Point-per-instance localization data
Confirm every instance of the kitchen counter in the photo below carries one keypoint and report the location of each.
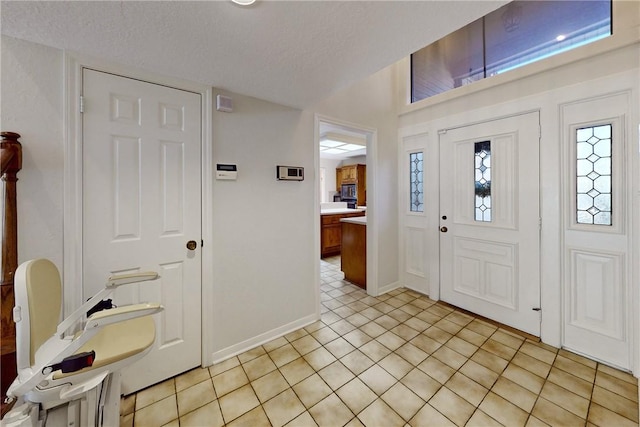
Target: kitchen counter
(341, 211)
(331, 227)
(356, 220)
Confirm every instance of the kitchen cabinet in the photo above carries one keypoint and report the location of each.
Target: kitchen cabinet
(331, 232)
(354, 252)
(353, 174)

What you should do.
Only the lines from the one with "Target: kitchen counter" through the final line above belong in the answer, each retyped exactly.

Result for this exercise.
Target: kitchen counter
(341, 211)
(331, 227)
(356, 220)
Confirm every instance of the kitchen cabinet in the photo above carries one keypoint and report the location of each.
Target: kitchen cabinet
(331, 232)
(354, 252)
(353, 174)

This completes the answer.